WORK INSTRUCTIONS
How many lines in the listing below contain the word "stem"? Reply with the number alone.

PROVIDED MATERIAL
________________________

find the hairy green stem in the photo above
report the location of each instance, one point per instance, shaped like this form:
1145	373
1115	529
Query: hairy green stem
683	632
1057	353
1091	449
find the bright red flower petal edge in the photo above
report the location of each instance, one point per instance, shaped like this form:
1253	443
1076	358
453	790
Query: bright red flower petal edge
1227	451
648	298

________________________

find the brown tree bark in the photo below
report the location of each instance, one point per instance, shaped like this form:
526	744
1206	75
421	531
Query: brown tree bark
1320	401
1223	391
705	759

________________________

REPLY TO THE TASK
2